● **DATA TO USE**

%%

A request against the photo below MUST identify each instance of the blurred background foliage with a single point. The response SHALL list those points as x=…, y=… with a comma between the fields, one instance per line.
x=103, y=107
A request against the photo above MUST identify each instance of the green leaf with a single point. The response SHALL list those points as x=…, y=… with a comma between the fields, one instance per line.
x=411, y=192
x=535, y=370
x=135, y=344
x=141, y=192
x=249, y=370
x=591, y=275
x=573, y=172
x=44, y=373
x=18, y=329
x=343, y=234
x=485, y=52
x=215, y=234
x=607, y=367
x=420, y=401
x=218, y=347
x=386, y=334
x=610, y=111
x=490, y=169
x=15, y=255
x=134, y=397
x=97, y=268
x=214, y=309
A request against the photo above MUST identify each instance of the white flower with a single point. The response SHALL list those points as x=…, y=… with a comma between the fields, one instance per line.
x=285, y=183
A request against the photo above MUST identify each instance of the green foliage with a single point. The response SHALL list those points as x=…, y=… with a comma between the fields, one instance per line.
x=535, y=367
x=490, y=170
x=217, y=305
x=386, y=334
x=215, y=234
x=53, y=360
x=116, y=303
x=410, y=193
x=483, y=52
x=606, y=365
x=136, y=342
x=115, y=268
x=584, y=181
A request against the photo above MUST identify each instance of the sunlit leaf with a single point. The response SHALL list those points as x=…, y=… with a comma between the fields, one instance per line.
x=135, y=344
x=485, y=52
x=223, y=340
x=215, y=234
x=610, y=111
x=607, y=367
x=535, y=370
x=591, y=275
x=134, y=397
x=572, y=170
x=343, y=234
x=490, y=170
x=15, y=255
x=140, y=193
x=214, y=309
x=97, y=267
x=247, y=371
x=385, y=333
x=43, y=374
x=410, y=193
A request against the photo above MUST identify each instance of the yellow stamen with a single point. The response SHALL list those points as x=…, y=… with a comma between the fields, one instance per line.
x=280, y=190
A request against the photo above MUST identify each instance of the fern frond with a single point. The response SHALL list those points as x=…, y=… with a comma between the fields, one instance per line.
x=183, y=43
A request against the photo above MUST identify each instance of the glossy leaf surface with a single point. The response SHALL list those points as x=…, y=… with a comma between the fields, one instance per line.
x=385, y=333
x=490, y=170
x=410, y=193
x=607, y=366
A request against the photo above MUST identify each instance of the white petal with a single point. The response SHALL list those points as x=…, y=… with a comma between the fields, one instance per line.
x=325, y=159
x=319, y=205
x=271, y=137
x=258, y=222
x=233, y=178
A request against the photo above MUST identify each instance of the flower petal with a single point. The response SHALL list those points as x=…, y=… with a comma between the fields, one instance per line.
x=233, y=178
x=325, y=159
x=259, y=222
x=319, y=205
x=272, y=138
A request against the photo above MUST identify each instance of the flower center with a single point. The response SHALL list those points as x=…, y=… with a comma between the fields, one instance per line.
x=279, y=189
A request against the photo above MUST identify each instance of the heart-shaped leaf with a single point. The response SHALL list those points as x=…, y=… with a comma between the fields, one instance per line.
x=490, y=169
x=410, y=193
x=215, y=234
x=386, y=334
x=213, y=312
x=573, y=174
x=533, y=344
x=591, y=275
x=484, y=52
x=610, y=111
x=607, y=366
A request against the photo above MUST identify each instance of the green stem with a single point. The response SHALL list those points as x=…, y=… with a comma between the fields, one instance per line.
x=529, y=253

%%

● **PROMPT**
Copy the lines above word for word, starting with the very first line and ending with the line that contains "x=103, y=107".

● **THE SOLUTION**
A request against the photo below MUST identify each instance of the blurred background foliage with a single point. The response SHALL list those points as x=…, y=… with a comma between the fields, one instance per line.
x=103, y=107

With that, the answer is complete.